#### 本文抜粋

エイリシュが一時帰国したときの感情の揺れが、本作のハイライト。住み慣れた故郷の町、馴染みの友人、そしてエイリシュの帰国を望む一人暮らしの母。安定した仕事にも就けそうで、紳士的な素敵な男性とも出会った。このままアイルランドに身を置くことが、自分の人生にとって最善の選択のように思われる。たった一つ、トニーとの関係を断ち切ることができたら。
好きな人にはない魅力的なものを持っている人が現れたら、特に自分の理想に近い人だったら。途端に好きな人の不十分なところが目立ち、その人への想いが色褪せてしまったりする。比較して損得勘定で考えたり、好きな人からの想いすら重荷に感じて、自分の本当の気持ちもわからなくなってしまう。でも、好きな人を失ったときに失うものを想像すると?足りないところ以上に、その人を好きになった理由に目が行くはず。そんなことを言い聞かせるように考えながら、映画のポスターになったあのシーンでは、とっても嬉しくってウルッときた。
★Huluで鑑賞★
マイ・インターン
マイ・インターン(The Intern)

#### 提供された記録
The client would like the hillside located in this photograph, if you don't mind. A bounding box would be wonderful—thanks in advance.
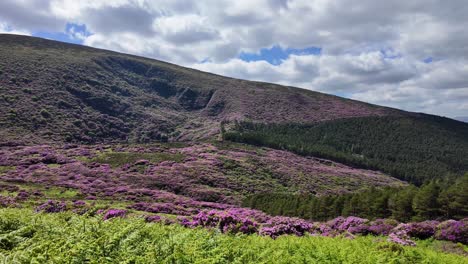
[0,34,468,184]
[0,34,394,143]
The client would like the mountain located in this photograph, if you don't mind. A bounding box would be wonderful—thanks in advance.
[0,35,401,143]
[455,116,468,123]
[0,34,468,183]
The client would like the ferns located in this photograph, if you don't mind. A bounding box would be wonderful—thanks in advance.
[0,209,466,263]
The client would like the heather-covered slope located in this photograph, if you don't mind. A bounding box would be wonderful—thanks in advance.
[0,34,394,144]
[0,144,406,204]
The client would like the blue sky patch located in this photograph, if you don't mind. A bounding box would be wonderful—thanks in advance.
[423,57,434,63]
[239,45,322,65]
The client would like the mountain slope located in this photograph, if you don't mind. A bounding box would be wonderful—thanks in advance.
[0,35,394,142]
[0,35,468,183]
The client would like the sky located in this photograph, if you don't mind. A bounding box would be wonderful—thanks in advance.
[0,0,468,117]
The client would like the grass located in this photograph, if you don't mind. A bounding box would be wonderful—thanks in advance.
[0,209,467,263]
[90,152,185,168]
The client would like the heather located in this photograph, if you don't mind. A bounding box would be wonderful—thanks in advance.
[0,34,397,144]
[0,143,405,205]
[0,209,466,263]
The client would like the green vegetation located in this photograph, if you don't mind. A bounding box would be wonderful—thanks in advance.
[243,173,468,222]
[90,152,184,168]
[0,209,466,264]
[222,114,468,185]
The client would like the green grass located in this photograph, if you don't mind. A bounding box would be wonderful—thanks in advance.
[90,152,185,168]
[0,209,468,263]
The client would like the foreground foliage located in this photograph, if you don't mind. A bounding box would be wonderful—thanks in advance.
[0,209,466,263]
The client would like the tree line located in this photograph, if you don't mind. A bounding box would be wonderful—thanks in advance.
[243,173,468,222]
[221,115,468,185]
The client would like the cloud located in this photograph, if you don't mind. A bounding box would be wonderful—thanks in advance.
[0,0,468,116]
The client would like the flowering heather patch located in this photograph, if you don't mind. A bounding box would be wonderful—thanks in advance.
[145,215,161,223]
[0,143,401,207]
[102,209,127,220]
[184,210,258,234]
[36,200,67,213]
[388,230,416,246]
[0,195,18,208]
[128,202,196,215]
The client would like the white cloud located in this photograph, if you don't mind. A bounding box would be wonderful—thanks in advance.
[0,0,468,116]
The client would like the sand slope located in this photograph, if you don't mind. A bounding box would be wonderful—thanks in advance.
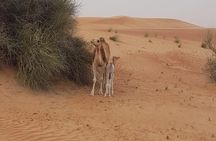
[0,18,216,141]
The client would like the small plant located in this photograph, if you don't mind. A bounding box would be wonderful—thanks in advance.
[174,37,180,44]
[208,58,216,82]
[144,33,149,38]
[201,43,207,48]
[107,28,113,32]
[109,35,119,42]
[201,31,216,53]
[148,40,152,43]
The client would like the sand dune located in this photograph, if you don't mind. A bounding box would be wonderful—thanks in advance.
[0,17,216,141]
[80,16,201,29]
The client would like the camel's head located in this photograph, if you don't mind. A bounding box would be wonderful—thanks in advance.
[91,37,105,47]
[112,56,120,65]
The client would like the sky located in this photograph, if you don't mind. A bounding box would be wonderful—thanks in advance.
[76,0,216,28]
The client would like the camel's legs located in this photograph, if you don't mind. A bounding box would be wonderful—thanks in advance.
[91,65,97,96]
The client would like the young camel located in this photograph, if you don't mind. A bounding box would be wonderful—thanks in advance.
[104,56,120,97]
[91,37,110,96]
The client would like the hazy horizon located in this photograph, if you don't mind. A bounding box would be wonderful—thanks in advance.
[77,0,216,28]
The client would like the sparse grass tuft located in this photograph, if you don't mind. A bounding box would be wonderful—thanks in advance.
[201,31,216,53]
[144,33,149,38]
[109,35,119,42]
[107,28,113,32]
[174,37,180,44]
[208,58,216,82]
[0,0,92,89]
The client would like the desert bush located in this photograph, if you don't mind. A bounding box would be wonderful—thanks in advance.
[201,31,216,53]
[208,58,216,82]
[107,28,113,32]
[0,0,91,89]
[144,33,149,38]
[174,37,180,44]
[109,35,119,42]
[201,43,207,48]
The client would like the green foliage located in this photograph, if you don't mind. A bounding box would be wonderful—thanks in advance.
[59,38,93,85]
[109,35,119,42]
[144,33,149,38]
[107,28,113,32]
[0,0,91,89]
[174,37,180,44]
[208,58,216,82]
[202,31,216,53]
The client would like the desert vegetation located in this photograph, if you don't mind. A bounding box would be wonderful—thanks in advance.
[0,0,91,89]
[201,31,216,82]
[109,35,119,42]
[174,37,180,44]
[144,33,149,38]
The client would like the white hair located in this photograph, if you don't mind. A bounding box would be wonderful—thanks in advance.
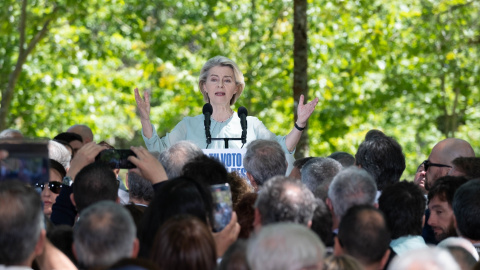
[48,141,72,170]
[388,247,460,270]
[247,223,325,270]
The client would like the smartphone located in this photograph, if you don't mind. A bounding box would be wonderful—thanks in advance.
[0,138,50,185]
[210,184,233,232]
[95,149,137,169]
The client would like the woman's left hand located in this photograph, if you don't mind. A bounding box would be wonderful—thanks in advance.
[297,95,318,127]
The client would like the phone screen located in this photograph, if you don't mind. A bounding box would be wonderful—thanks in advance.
[95,149,137,169]
[0,139,50,185]
[210,184,232,232]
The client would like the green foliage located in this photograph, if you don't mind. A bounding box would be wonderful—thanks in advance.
[0,0,480,178]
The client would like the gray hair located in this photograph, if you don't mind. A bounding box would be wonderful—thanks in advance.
[158,141,203,179]
[328,166,377,218]
[73,201,136,268]
[0,128,23,139]
[198,55,245,105]
[255,176,317,226]
[0,181,44,265]
[247,223,325,270]
[388,247,460,270]
[243,140,287,186]
[301,157,343,196]
[48,141,72,170]
[128,172,155,202]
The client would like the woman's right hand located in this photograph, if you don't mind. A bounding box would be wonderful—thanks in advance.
[135,88,150,121]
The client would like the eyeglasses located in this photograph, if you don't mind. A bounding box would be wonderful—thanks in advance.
[35,181,63,194]
[422,159,452,171]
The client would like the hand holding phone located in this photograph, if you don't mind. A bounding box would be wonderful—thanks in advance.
[210,184,233,232]
[95,149,137,169]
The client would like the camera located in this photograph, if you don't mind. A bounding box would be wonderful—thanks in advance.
[95,149,137,169]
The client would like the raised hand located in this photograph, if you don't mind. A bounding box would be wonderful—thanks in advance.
[67,142,107,179]
[297,95,318,127]
[128,146,168,184]
[134,88,150,121]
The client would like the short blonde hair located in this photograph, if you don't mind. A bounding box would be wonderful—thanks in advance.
[198,55,245,105]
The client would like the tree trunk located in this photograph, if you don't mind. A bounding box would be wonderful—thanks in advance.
[293,0,309,158]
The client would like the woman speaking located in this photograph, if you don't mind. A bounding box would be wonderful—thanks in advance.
[135,56,318,154]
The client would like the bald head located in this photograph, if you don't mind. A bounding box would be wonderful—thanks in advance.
[67,125,93,144]
[425,138,475,188]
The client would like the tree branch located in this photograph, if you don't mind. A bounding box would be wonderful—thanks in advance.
[437,1,476,16]
[0,5,59,130]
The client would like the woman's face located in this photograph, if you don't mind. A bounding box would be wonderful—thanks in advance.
[203,66,238,107]
[42,169,62,217]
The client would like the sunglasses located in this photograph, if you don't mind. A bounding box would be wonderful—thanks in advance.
[422,159,452,171]
[35,181,62,194]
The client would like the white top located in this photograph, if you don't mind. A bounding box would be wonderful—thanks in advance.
[142,112,295,154]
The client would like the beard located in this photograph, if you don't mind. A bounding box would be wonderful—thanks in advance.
[435,220,458,242]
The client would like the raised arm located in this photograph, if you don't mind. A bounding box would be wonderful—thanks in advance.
[134,88,153,139]
[285,95,318,152]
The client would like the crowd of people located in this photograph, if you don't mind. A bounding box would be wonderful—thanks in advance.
[0,57,480,270]
[0,125,480,270]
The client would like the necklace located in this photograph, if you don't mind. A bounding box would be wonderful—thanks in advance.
[213,109,233,123]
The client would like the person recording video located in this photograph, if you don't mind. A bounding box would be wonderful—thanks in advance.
[135,56,318,154]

#### 取り組む課題
本文の最初の段落で、一時帰国したエイリシュの身の回りにあるものとして挙げられているものをすべて書き出してください。 記録は使わなくてかまいません。

#### 以下が結果
・住み慣れた故郷の町
・馴染みの友人
・エイリシュの帰国を望む一人暮らしの母
・安定した仕事（就けそうなもの）
・紳士的な素敵な男性